[PARTS OF THE EXERCISE]:
1) In the audio drama review, what three things generate the feel of the archetypal Western?
2) Can you transcribe the audio drama review from "Musical Cues: The" up to and including "up in flames."?

[TEXT PASSAGE]:
----------

Audio Landscape: This is a hugely impressive soundscape because with some skill the feel of the archetypal Western is generated with some atmospheric effects, American twanging accents and a morose musical score. Crickets, dog barking, pouring whiskey, a train chugging through the countryside, jumping onto the dry scrubland from the train, steam jetting into the air, the train whistle, miners tipping their goods into carts, chipping away at the Earth, carts moving along the railway track, the crack of the door being kicked open, rifles being cocked, the fight breaks out with screaming, gunshots, tables smashing, gunshots cracking the air like ice underfoot, footsteps in the printing room, a match being struck, crackling fire as the room filled with smoke, pulling open the flaming door, dripping water in the mine, laying down the explosive sweating sticks, the sizzling dynamite, a wall of rifles cocking, the mine exploding,

Musical Cues: The Western theme allows the musician to adopt a completely new and fresh style of music and the melancholic score relies heavily on guitar than usual. There is a lovely moment when Evelyn enters the bar and it is full of man singing, somebody attacking the piano and general good cheer. I loved the pacy music as Evelyn and the Doctor try and get far enough out of the mine as it goes up in flames.

----------

Data records:
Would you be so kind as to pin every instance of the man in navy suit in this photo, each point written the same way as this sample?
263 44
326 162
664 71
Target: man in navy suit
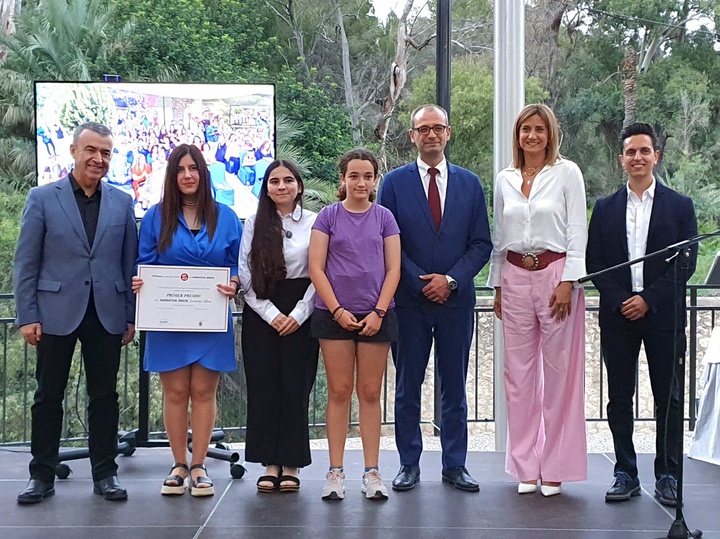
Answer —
640 304
445 237
73 268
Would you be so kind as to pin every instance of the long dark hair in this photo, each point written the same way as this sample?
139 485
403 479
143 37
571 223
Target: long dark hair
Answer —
171 203
266 259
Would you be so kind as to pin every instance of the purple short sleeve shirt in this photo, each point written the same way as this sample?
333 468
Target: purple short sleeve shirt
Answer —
355 263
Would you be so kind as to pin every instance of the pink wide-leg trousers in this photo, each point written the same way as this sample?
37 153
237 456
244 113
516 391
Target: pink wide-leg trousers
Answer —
544 378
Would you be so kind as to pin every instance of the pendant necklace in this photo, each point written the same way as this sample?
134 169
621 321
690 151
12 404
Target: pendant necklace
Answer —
530 171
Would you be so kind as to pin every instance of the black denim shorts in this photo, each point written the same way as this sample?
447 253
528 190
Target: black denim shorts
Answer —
322 326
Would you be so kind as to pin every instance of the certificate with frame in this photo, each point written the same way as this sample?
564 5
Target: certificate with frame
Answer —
182 298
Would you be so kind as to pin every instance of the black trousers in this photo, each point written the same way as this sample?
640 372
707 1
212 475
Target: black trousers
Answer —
101 357
280 373
620 348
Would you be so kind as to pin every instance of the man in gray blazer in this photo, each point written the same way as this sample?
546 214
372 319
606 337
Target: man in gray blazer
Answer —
73 268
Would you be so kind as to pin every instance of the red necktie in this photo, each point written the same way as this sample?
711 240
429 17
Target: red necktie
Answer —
434 198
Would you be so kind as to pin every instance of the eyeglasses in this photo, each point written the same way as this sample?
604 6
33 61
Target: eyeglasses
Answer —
425 129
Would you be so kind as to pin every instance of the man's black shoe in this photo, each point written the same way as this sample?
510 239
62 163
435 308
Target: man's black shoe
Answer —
406 478
460 478
110 489
666 490
623 488
36 491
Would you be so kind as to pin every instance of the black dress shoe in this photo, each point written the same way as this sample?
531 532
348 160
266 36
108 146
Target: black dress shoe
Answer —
460 478
406 478
623 488
36 491
666 490
110 489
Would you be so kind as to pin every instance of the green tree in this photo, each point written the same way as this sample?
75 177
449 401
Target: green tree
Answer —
471 109
325 125
54 40
198 40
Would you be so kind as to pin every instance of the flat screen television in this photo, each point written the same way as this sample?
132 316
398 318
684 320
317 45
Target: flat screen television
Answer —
232 124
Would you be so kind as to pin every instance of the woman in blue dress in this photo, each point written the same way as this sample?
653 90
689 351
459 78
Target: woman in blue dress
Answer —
188 228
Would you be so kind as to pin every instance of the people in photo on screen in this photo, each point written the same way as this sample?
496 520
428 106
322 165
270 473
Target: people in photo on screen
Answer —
279 355
72 274
188 228
154 131
538 256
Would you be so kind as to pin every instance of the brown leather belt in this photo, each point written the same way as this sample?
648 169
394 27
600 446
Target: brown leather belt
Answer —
533 261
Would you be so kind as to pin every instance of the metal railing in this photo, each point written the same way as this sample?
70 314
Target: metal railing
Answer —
17 381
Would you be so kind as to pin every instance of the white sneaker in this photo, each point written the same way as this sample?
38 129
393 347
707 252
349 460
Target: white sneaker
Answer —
334 488
373 486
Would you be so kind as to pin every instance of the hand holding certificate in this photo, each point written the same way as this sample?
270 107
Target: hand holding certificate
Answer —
179 298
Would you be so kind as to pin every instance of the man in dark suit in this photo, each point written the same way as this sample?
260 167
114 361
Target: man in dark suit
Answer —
445 237
640 304
73 268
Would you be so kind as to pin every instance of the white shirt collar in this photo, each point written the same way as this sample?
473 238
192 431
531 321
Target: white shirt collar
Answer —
423 168
650 191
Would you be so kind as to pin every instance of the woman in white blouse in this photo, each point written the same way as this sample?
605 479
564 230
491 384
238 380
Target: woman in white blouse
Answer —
280 356
539 253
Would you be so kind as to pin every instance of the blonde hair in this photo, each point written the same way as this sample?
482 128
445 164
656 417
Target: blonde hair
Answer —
552 152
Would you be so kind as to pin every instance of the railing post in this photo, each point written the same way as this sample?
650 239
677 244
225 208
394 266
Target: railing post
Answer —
692 385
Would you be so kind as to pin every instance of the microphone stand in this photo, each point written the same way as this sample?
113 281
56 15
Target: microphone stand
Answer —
679 252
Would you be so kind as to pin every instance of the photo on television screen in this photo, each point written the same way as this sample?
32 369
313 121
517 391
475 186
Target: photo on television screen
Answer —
232 124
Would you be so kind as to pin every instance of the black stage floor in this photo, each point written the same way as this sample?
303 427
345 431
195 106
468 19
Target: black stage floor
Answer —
431 510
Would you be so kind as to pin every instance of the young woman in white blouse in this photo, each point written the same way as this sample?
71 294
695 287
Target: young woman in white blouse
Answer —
280 356
539 253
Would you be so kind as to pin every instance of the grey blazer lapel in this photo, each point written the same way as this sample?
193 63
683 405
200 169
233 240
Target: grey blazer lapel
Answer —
68 204
106 194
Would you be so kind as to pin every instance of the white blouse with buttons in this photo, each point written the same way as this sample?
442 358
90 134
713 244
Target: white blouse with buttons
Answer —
296 241
552 218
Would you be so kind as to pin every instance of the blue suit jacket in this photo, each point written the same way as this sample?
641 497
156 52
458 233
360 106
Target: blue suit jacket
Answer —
672 220
460 248
55 267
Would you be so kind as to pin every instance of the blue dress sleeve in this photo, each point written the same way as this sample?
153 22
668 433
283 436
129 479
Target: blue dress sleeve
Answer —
148 239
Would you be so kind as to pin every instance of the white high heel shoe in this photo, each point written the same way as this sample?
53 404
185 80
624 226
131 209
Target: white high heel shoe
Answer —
547 490
527 488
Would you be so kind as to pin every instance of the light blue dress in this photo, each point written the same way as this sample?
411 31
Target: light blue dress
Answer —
167 351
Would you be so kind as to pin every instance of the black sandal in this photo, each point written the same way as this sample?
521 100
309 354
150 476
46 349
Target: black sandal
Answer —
196 489
174 484
293 487
274 479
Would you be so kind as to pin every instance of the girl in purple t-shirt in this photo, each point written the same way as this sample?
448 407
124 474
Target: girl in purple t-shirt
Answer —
354 264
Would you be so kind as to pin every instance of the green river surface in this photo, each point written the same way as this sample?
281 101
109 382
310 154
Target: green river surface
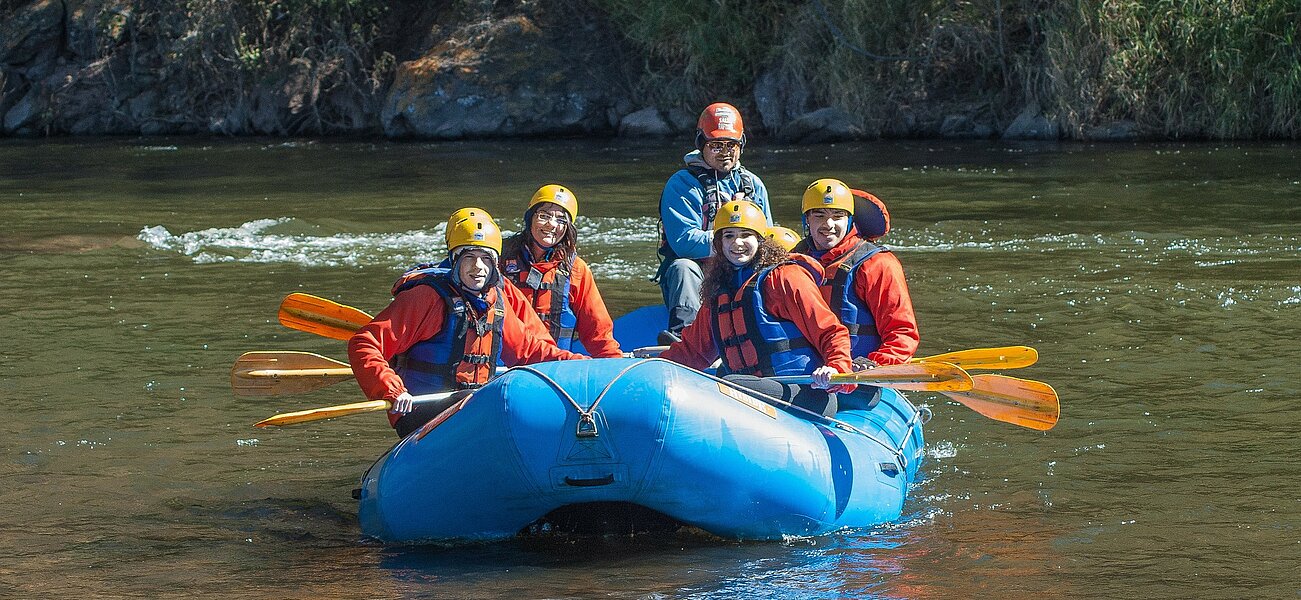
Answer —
1159 283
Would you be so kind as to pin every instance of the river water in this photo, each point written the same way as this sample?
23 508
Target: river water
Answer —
1159 283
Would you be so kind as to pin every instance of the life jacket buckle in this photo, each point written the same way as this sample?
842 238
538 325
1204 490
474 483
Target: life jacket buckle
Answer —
586 426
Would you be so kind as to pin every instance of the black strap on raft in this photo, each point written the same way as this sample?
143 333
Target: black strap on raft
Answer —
709 204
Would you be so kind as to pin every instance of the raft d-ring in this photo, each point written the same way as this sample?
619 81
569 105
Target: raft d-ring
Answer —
586 426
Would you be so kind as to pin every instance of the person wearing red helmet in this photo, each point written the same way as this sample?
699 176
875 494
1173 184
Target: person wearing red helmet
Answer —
864 281
763 316
712 176
448 326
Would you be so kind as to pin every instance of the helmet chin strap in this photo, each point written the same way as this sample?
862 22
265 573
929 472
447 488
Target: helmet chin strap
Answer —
493 275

----------

[SOLUTIONS BELOW]:
1) Atmospheric effects, American twanging accents and a morose musical score.

2)
Musical Cues: The Western theme allows the musician to adopt a completely new and fresh style of music and the melancholic score relies heavily on guitar than usual. There is a lovely moment when Evelyn enters the bar and it is full of man singing, somebody attacking the piano and general good cheer. I loved the pacy music as Evelyn and the Doctor try and get far enough out of the mine as it goes up in flames.